▶ **SUPPLIED TEXT**
● ● ● ●
According to the 2020 census, out of its 5.7 million population, Singapore has approximately 3.5 million citizens, half a million permanent residents, and 1.7 million foreign work (or dependant’s) pass foreigners.

With its greying population and falling birth rates, Singapore is heavily and necessarily dependent on foreigners at all levels of society – from construction workers and domestic helpers, to hedge fund managers and CEOs.

Singapore is blessed to have become such a popular place internationally to live and work, that it can afford to pick and choose which foreigners it wants here. But as it begins to open its borders again with worldwide vaccination hopefully turning Covid-19 from a pandemic to the endemic, what kind of foreigners should it give permanent residency and citizenship to?

This might have been less of an issue before, when professionals could and often did work in Singapore for decades under a succession of employment passes, but it has become more of a live issue since last year. With the need to protect local jobs, work passes are not being as readily granted to or renewed for foreigners, with many having had to return home already – and others not being allowed back into the country.
● ● ● ●
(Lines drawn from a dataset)
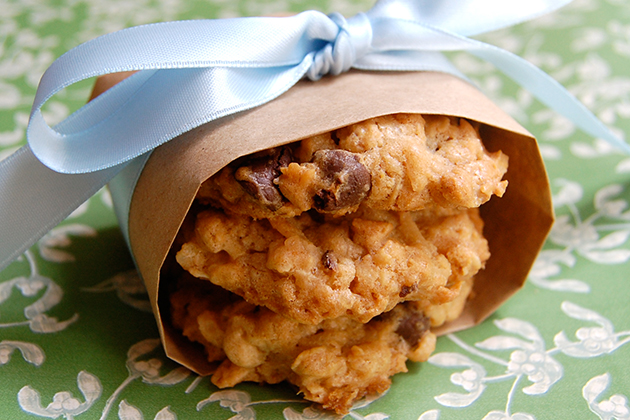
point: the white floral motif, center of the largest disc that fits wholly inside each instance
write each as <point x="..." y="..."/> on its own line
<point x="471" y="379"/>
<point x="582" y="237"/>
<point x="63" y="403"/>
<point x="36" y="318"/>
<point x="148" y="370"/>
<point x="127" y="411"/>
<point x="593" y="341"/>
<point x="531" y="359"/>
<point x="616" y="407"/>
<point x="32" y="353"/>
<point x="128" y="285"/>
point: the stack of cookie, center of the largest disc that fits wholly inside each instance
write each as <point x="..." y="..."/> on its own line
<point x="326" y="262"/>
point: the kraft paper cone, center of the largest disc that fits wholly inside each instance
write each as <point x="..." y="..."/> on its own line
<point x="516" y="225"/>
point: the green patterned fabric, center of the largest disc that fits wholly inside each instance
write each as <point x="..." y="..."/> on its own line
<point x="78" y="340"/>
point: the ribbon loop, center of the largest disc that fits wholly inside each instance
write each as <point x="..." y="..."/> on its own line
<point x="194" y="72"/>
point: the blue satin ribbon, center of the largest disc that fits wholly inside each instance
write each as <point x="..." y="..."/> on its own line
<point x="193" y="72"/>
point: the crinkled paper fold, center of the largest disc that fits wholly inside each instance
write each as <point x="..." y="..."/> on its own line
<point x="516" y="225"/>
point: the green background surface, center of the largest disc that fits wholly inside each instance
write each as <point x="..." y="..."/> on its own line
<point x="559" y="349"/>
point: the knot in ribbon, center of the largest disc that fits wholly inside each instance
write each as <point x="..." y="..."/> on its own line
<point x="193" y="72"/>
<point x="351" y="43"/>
● ● ● ●
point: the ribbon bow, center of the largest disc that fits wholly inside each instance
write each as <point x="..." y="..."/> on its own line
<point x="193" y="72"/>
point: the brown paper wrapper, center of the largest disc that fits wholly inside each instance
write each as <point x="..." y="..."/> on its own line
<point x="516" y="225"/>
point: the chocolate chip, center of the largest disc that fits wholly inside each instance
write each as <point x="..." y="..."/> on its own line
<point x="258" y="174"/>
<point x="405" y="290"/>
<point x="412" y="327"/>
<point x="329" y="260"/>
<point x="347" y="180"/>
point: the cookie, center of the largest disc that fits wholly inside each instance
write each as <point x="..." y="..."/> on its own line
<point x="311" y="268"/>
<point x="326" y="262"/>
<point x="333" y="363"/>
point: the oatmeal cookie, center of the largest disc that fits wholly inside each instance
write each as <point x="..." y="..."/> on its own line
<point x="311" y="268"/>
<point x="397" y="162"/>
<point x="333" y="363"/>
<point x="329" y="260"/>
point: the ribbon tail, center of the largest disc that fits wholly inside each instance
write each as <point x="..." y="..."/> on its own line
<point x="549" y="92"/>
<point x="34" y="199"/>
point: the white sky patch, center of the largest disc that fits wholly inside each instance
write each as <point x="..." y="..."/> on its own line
● ● ● ●
▶ **PROMPT**
Revise the passage on foreigners in Singapore from "This might have" to "into the country.", putting "work visas" in place of "employment passes".

▶ **COMPLETED EXERCISE**
This might have been less of an issue before, when professionals could and often did work in Singapore for decades under a succession of work visas, but it has become more of a live issue since last year. With the need to protect local jobs, work passes are not being as readily granted to or renewed for foreigners, with many having had to return home already – and others not being allowed back into the country.